*** Block opens ***

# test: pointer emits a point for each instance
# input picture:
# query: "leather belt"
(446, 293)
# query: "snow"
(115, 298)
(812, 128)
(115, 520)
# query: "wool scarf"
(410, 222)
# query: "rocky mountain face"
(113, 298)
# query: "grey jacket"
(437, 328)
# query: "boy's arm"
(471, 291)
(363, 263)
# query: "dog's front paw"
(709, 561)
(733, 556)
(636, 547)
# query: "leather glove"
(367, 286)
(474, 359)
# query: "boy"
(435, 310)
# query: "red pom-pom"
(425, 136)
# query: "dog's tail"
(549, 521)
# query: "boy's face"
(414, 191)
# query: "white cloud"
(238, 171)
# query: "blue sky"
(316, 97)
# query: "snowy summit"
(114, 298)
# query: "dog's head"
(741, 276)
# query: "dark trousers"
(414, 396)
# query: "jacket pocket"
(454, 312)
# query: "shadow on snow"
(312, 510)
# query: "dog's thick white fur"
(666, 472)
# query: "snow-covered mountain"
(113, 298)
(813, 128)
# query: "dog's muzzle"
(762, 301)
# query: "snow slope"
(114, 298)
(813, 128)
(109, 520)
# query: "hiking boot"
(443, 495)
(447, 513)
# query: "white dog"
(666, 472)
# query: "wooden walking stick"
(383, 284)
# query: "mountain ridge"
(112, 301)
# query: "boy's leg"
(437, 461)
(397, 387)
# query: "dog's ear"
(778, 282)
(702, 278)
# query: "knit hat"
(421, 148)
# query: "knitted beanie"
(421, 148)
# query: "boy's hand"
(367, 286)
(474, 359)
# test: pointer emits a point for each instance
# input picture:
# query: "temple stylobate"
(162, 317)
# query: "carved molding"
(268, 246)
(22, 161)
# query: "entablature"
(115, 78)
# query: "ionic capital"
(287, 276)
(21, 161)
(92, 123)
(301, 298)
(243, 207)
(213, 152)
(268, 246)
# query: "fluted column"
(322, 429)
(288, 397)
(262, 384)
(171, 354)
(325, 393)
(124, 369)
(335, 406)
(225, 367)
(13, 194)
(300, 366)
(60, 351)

*** Block closes ***

*About this exercise*
Would you retype the whole listing, exactly as it reads?

*Written solution*
# test: pointer emits a point for each instance
# input picture:
# query: "leather belt"
(446, 293)
# query: "snow"
(115, 298)
(812, 128)
(115, 520)
# query: "wool scarf"
(410, 222)
# query: "rocky mountain face"
(113, 298)
# query: "grey jacket"
(437, 328)
# query: "boy's arm"
(471, 291)
(363, 263)
# query: "dog's front paw"
(709, 561)
(733, 556)
(636, 547)
# query: "leather glove"
(367, 286)
(474, 359)
# query: "boy"
(435, 310)
# query: "red pom-pom"
(425, 136)
# query: "dog's tail"
(549, 521)
# query: "boy's face"
(414, 191)
# query: "white cloud"
(238, 171)
# query: "blue sky"
(316, 97)
# query: "snowy summit"
(114, 298)
# query: "dog's head"
(741, 276)
# query: "dark trousers"
(414, 396)
# query: "jacket pocket"
(454, 312)
# query: "shadow on snow"
(312, 510)
# query: "dog's thick white fur"
(666, 472)
# query: "snow-covered mountain"
(113, 298)
(813, 128)
# query: "dog's muzzle"
(762, 301)
# query: "snow slope"
(114, 298)
(813, 128)
(109, 520)
# query: "hiking boot"
(443, 495)
(447, 513)
# query: "white dog"
(666, 472)
# query: "wooden walking stick"
(383, 284)
# query: "mountain ridge"
(112, 301)
# query: "boy's leg"
(437, 461)
(397, 387)
# query: "dog's ear"
(778, 282)
(702, 278)
# query: "knit hat"
(421, 148)
# query: "knitted beanie"
(421, 148)
# query: "boy's hand"
(367, 286)
(474, 359)
# test: pointer emits a point for each instance
# input picture:
# query: "temple stylobate"
(162, 317)
# query: "carved molding"
(268, 246)
(22, 161)
# query: "entablature"
(115, 78)
# query: "ionic capital"
(287, 276)
(21, 161)
(92, 123)
(301, 298)
(243, 207)
(213, 152)
(268, 246)
# query: "fluted column"
(322, 429)
(288, 397)
(262, 384)
(171, 354)
(325, 393)
(124, 369)
(335, 406)
(225, 367)
(13, 194)
(300, 366)
(60, 351)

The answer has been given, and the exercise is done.